*** Input for this task ***
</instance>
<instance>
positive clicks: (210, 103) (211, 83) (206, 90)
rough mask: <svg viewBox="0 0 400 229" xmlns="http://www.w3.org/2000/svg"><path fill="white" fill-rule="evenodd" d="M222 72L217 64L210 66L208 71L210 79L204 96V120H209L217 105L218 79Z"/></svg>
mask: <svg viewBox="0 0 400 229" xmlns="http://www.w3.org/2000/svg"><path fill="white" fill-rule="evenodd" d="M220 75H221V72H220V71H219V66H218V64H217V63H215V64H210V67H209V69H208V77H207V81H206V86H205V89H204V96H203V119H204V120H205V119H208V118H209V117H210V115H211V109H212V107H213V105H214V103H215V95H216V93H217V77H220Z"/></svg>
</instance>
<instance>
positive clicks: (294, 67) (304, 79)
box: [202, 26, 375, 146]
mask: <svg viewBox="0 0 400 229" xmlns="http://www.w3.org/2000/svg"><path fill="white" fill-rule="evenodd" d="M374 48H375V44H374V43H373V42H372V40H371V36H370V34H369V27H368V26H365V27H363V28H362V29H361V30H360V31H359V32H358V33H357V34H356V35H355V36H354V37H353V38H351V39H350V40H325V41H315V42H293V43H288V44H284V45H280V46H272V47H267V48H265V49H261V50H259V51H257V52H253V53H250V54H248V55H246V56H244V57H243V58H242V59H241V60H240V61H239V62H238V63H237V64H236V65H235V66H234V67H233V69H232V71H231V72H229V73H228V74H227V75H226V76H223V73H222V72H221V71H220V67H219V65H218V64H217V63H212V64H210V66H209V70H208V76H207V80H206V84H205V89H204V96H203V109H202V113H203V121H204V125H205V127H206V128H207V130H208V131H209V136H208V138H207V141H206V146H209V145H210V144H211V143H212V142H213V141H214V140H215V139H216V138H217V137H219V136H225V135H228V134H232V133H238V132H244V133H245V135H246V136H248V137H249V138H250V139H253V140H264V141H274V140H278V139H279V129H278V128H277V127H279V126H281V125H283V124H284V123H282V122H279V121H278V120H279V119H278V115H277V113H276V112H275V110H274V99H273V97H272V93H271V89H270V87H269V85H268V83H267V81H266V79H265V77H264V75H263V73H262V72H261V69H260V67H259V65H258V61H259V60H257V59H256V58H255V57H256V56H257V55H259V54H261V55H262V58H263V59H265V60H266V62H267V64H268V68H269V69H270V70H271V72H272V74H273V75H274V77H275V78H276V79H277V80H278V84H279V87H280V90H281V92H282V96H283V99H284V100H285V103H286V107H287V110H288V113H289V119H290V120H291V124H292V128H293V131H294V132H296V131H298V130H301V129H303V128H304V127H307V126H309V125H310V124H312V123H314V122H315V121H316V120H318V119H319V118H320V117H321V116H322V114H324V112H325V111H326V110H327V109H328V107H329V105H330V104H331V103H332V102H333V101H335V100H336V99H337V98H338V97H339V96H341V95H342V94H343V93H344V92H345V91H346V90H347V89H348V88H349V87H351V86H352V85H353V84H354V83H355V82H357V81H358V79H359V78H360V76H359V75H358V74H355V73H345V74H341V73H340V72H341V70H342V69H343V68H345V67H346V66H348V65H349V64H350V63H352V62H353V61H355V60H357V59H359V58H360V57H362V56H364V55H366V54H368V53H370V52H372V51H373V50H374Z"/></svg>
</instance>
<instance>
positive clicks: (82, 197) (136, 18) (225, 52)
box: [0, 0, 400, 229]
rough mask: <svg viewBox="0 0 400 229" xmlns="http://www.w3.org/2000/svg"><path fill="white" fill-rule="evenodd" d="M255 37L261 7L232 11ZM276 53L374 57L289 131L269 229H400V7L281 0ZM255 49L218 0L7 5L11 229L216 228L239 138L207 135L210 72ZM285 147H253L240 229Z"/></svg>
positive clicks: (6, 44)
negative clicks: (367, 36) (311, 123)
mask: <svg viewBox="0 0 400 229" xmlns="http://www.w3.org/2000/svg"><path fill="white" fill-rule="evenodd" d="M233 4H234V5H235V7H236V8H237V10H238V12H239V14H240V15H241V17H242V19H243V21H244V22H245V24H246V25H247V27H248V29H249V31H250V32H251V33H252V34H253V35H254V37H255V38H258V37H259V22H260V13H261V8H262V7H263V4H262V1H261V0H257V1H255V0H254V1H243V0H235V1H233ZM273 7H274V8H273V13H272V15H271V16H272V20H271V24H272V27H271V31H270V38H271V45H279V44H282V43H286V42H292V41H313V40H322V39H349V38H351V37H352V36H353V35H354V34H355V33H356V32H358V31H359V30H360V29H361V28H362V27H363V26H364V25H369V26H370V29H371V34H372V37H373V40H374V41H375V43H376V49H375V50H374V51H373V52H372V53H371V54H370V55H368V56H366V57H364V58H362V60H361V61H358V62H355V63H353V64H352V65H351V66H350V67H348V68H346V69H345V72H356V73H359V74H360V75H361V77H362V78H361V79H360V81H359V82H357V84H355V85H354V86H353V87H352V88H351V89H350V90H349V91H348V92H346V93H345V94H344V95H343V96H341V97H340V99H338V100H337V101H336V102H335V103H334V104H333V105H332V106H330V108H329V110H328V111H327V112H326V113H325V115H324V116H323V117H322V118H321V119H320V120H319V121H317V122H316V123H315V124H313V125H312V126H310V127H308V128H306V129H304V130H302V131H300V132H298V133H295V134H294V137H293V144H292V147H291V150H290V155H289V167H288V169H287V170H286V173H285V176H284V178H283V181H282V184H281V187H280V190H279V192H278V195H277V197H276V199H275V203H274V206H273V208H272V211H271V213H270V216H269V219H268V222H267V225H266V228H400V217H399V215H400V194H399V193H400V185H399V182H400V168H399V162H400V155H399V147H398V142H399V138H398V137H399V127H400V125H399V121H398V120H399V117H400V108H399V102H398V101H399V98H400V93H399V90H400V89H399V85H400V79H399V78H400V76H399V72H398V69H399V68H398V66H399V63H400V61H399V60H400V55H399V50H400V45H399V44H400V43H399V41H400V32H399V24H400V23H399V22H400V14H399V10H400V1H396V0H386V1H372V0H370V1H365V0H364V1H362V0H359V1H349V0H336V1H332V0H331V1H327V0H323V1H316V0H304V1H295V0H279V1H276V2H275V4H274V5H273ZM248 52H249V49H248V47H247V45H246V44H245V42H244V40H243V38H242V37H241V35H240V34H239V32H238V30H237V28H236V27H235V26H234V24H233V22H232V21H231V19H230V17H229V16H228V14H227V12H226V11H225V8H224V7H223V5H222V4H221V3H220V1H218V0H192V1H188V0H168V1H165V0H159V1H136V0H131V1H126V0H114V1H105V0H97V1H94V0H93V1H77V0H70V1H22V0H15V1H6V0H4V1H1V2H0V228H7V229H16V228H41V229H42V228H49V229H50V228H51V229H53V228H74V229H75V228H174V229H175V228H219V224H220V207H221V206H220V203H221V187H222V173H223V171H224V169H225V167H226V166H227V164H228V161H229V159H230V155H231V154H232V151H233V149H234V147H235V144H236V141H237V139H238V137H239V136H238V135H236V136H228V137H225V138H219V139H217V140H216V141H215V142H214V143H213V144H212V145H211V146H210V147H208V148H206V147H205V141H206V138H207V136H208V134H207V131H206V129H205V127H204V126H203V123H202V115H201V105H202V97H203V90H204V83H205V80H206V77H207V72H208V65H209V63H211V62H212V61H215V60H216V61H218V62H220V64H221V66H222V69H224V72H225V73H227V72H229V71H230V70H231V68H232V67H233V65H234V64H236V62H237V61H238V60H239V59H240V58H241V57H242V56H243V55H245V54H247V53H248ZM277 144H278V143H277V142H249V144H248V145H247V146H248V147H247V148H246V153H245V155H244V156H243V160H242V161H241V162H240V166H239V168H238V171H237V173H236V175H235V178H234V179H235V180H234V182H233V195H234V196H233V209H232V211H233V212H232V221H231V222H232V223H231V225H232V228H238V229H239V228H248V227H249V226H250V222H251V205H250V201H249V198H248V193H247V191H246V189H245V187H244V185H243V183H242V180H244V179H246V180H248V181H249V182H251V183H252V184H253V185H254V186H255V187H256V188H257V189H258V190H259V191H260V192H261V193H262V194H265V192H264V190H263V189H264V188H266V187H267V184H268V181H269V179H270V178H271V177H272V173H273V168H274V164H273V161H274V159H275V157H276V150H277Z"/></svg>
***
> Exercise details
Pick out each line of the material above that contains the string "positive" and copy those lines. Case counts.

> Response to this task
positive clicks: (210, 103) (211, 83) (206, 90)
positive clicks: (294, 67) (304, 79)
positive clicks: (82, 197) (136, 18) (225, 52)
positive clicks: (6, 44)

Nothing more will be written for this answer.